### WHAT TO PRODUCE
Produce an exact copy of the lines from the line containing "boy in gray" through the last line of the entries below, and only those lines.

### EXTRACTED RECORDS

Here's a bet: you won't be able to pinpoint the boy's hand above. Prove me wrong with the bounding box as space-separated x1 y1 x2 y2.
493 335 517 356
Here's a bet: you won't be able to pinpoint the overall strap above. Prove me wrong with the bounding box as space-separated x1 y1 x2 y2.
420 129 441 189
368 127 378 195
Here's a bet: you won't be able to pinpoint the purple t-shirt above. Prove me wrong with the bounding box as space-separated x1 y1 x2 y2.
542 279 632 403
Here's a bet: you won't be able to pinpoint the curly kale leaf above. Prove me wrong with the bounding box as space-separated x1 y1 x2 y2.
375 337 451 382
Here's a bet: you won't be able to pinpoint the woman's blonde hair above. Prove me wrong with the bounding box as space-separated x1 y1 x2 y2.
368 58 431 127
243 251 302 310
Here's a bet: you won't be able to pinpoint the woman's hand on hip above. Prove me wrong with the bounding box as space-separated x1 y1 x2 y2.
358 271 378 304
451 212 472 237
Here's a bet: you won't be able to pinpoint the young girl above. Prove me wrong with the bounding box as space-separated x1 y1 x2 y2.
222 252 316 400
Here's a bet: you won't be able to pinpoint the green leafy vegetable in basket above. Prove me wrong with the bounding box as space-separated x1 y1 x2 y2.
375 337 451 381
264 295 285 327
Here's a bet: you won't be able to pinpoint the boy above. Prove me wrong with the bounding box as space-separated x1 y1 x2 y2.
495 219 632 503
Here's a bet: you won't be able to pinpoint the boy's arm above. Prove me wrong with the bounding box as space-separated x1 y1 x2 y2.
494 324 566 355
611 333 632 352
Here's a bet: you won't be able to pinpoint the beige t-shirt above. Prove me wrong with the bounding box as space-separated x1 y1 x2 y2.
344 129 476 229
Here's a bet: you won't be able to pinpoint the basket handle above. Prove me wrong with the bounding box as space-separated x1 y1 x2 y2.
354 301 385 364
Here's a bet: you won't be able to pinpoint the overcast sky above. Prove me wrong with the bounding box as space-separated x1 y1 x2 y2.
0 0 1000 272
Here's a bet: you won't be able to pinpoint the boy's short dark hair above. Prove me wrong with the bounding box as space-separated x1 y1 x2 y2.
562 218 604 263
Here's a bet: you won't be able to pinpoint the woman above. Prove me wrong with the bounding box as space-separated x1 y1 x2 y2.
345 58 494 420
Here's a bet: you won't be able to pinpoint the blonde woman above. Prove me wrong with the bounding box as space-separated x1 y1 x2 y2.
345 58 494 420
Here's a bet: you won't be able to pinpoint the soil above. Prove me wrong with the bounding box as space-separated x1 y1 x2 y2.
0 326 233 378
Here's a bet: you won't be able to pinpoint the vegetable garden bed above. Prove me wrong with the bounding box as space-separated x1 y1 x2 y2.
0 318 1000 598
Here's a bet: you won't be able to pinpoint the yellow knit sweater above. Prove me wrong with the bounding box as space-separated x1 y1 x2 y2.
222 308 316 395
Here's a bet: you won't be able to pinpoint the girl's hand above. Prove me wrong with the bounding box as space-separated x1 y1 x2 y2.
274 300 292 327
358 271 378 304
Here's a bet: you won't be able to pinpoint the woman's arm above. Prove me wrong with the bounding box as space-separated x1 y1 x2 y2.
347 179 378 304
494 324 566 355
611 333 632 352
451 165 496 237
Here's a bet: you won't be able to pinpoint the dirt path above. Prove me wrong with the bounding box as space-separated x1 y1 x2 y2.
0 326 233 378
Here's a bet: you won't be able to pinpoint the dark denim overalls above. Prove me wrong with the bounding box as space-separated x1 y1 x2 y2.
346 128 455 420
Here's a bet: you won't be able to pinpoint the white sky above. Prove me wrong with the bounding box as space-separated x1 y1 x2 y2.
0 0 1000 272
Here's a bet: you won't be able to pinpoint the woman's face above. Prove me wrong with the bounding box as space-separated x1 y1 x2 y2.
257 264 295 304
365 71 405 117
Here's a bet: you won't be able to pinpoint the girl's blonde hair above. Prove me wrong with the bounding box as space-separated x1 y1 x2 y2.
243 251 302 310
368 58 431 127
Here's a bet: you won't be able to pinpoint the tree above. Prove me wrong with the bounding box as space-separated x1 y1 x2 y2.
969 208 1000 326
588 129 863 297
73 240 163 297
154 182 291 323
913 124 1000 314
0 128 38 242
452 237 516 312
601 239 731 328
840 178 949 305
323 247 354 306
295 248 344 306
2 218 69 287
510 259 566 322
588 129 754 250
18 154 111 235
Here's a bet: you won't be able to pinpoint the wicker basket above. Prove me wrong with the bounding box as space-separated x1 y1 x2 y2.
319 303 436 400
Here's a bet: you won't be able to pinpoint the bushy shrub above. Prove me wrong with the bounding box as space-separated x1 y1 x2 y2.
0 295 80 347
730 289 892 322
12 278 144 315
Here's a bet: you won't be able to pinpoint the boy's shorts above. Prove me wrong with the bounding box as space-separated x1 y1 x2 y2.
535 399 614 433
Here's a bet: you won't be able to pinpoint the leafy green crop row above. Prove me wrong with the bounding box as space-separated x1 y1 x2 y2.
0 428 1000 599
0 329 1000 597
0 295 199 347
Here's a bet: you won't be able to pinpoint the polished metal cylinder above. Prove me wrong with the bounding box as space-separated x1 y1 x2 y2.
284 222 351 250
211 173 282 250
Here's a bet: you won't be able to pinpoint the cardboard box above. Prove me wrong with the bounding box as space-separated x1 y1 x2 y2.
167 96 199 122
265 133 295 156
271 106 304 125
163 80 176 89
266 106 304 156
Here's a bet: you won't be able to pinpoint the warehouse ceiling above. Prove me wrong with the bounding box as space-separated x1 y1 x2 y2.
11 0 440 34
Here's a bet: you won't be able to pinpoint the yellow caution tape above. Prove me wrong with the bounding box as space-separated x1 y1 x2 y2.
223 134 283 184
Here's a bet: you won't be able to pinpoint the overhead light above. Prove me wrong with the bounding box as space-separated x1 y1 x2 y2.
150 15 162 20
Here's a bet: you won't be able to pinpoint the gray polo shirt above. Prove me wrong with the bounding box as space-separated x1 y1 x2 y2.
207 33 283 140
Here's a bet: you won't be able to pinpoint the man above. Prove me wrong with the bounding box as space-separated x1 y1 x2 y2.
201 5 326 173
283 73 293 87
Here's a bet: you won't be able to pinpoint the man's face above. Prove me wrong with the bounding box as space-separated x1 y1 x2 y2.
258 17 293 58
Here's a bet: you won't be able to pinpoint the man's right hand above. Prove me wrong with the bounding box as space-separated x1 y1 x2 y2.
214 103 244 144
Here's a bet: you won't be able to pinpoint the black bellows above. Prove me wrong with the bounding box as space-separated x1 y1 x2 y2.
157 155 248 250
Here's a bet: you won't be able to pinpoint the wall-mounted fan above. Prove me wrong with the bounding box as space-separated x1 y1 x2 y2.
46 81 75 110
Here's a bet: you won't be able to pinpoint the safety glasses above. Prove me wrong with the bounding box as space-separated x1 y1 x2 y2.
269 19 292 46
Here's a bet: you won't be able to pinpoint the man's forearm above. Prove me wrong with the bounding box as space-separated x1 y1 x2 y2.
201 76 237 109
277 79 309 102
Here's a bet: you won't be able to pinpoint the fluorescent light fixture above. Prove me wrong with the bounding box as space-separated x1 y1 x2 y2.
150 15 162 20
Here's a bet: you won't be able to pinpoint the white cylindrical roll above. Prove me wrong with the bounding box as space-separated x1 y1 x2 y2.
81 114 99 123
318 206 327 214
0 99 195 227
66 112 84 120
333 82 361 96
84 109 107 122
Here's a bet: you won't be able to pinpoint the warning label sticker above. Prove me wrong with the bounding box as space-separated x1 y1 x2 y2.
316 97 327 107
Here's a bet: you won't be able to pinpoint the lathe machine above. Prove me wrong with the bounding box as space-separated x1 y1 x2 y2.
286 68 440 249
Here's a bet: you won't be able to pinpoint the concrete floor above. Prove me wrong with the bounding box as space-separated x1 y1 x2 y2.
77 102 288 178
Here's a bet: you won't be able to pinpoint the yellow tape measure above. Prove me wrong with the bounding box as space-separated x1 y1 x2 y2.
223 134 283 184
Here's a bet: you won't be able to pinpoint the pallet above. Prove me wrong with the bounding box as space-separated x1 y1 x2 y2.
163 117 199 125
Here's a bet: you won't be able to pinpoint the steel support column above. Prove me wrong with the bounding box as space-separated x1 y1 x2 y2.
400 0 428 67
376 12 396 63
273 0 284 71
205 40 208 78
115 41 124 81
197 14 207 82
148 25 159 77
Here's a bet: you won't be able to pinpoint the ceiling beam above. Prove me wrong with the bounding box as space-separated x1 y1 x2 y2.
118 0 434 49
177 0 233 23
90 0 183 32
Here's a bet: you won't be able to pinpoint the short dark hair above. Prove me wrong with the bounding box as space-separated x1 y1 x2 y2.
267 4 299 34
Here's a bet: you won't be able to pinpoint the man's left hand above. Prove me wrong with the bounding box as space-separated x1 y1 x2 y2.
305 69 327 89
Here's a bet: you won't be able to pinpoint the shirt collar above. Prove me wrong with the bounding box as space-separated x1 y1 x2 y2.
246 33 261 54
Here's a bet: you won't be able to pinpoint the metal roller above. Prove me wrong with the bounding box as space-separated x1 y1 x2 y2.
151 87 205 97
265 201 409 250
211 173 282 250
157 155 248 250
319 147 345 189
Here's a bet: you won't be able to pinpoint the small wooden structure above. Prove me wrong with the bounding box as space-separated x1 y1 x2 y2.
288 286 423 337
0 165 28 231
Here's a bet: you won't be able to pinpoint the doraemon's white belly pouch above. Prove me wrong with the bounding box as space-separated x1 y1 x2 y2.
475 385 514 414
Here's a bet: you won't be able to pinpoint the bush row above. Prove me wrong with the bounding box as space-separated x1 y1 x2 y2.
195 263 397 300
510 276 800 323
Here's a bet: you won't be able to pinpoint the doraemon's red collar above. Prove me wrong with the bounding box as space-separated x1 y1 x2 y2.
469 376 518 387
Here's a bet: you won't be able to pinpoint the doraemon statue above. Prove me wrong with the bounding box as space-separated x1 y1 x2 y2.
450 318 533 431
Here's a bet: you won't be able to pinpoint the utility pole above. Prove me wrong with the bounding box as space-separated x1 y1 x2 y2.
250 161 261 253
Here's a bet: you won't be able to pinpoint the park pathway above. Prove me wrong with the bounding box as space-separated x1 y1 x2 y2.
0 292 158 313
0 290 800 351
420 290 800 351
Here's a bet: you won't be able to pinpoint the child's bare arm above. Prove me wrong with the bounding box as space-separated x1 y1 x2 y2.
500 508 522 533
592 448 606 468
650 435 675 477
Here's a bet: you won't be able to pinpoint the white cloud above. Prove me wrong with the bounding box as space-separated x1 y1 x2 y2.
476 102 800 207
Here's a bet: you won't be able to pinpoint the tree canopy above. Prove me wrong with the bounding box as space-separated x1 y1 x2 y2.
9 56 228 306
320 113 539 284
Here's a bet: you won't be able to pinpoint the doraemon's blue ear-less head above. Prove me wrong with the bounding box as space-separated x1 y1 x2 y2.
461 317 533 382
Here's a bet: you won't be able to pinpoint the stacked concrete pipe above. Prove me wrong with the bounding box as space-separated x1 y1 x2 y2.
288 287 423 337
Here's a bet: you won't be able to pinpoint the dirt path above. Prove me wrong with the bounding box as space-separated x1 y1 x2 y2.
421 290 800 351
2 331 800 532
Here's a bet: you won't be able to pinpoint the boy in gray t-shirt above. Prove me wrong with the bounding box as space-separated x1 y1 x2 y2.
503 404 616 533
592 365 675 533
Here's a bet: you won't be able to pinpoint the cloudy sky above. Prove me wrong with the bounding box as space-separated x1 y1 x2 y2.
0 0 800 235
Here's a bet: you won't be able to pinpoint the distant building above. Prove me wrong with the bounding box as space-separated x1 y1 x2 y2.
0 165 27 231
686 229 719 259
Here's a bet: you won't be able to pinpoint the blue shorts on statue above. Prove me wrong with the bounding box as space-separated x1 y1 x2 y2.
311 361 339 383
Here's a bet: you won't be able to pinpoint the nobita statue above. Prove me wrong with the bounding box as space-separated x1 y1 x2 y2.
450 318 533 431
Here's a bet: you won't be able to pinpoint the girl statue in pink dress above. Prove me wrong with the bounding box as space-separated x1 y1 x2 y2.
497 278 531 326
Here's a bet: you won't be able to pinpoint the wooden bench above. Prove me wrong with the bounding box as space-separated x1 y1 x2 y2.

### TASK ANSWER
Here's a bet: you won't be able to pinpoint the boy in gray t-shirt above. Prove me wrong with the bounding box as space-separated x1 y1 x2 y2.
503 404 616 533
592 365 675 533
Here's a bet: you won't be able to pinpoint the cloudy sky above. Prove me wrong with the bounding box as space-separated x1 y1 x2 y2.
0 0 800 235
Here's a bet: you won't be able to pinpoint the distant building above. Prove me wrong with the bounding box as space-separated x1 y1 x2 y2.
0 165 27 231
686 229 719 259
Here's a bet: you won't be able to pinpoint the blue shorts on statue above. Prove me wrong with the bounding box as space-separated x1 y1 x2 y2.
311 361 339 383
Here's a bet: you won't be able to pinpoint the nobita statue above. Prove me wrong with the bounding box as space-separated x1 y1 x2 y2.
450 318 533 431
Here's a bet: you won't be able to pinpoint the girl statue in pink dress above. Prove me wrong with the bounding box as space-separated x1 y1 x2 y2.
497 278 531 326
Here's a bet: you won't be able to pinpoint the wooden bench above. Prove me wrong with the bounding box as space-separated x1 y1 x2 y2.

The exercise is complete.